# TEXTAUSZUG:
Senefelder, Alois (Erfinder des Steindruckes [Lithographie], geb. zu Prag 6. November 1771, gest. zu München 26. Februar 1834). Sein Vater, Franz Peter, war als Schauspieler bei dem damaligen deutschen Theater in Prag angestellt. Seine Mutter, Katharina von Volk, die Tochter eines Prager Gasthofbesitzers, die ihrem Gatten 13 Kinder, unseren Senefelder am ersten Jahrestage ihrer Vermälung geboren hatte. Nach amtlichen Erhebungen des Prager Magistrats ist Senefelder im Hause Nr. 408 (damals 316) in der Rittergasse in der Prager Altstadt geboren und in der St. Gallikirche am 7. November 1771 getauft worden. Der Umstand, daß Senefelder in Prag geboren worden, bestimmt uns, dem Beispiele der »Oesterreichischen National-Encyklopädie« zu folgen, und ihn – ungeachtet er nach seiner weiteren Thätigkeit dem Nachbarlande Bayern angehört – in dieses Lexikon aufzunehmen, denn auch sonst noch knüpfen ihn, wie dieses weiter unten nachgewiesen wird, Beziehungen an Oesterreich. Doch beschränken wir uns im Folgenden nur auf die allgemeinsten, jedoch festgestellten Daten und auf einen Quellennachweis, in welchem kaum etwas Wesentliches fehlen dürfte.
Sein Vater, ein nicht unbedeutender Schauspieler – wohl der nämliche, dessen die »Gallerie von teutschen Schauspielern« (Wien 1783) S. 222 als Senfelder gedenkt – ließ den Sohn, ungeachtet des Widerwillens desselben, die Rechte studiren; dieser aber gab, als im Jahre 1791 der Vater starb, das Studium sofort auf, wurde Schauspieler und nebenbei dramatischer Dichter. Aber weder seine theatralische Laufbahn, noch seine dramatischen Versuche hatten den gewünschten Erfolg; auf der Bühne mißfiel er, seine Stücke wollte Niemand drucken. Diese letzteren waren: das Lustspiel »Die Mädchenkenner« und das Ritterschauspiel »Mathilde von Altenstein oder die Bärenhöhle«, beide aus dem Jahre 1793.

# GESPEICHERTE DATEN:
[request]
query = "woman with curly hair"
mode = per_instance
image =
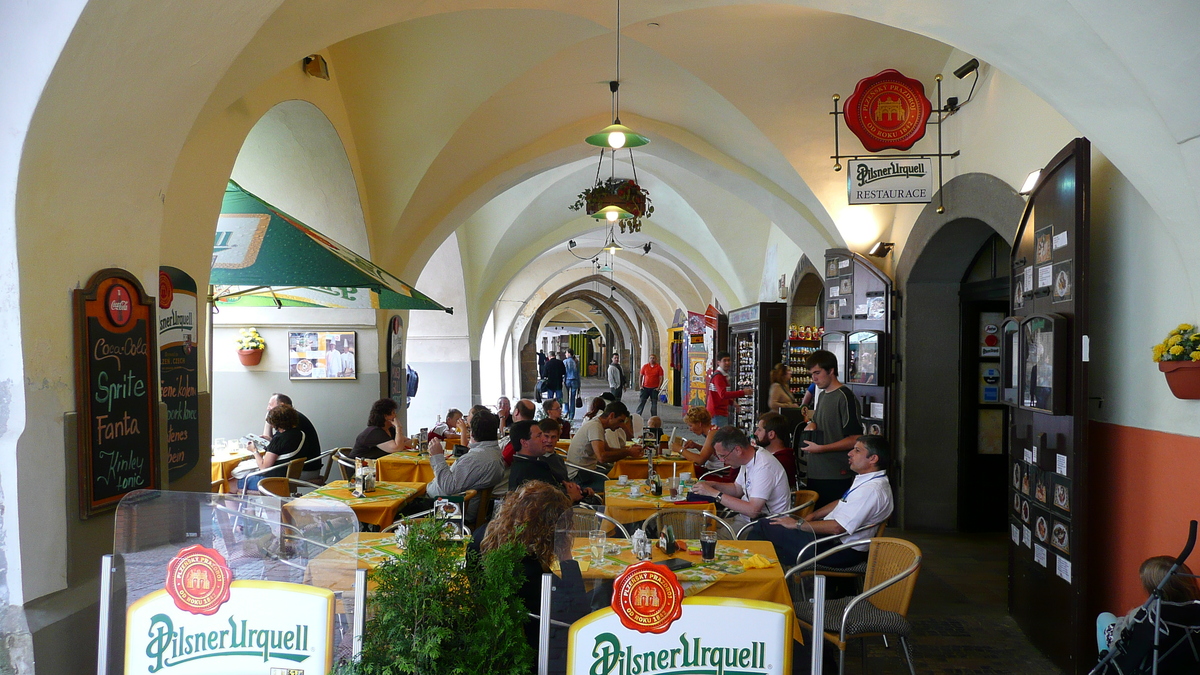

# ARBEITSANWEISUNGEN:
1 - In welcher Kirche wurde Senefelder laut dem Textauszug getauft?
2 - Gib aus dem Textauszug alles von „Sein Vater, ein“ bis hin zu „dem Jahre 1793.“ wortgetreu wieder.

# LÖSUNGEN:
1 - In der St. Gallikirche, am 7. November 1771.

2 -
Sein Vater, ein nicht unbedeutender Schauspieler – wohl der nämliche, dessen die »Gallerie von teutschen Schauspielern« (Wien 1783) S. 222 als Senfelder gedenkt – ließ den Sohn, ungeachtet des Widerwillens desselben, die Rechte studiren; dieser aber gab, als im Jahre 1791 der Vater starb, das Studium sofort auf, wurde Schauspieler und nebenbei dramatischer Dichter. Aber weder seine theatralische Laufbahn, noch seine dramatischen Versuche hatten den gewünschten Erfolg; auf der Bühne mißfiel er, seine Stücke wollte Niemand drucken. Diese letzteren waren: das Lustspiel »Die Mädchenkenner« und das Ritterschauspiel »Mathilde von Altenstein oder die Bärenhöhle«, beide aus dem Jahre 1793.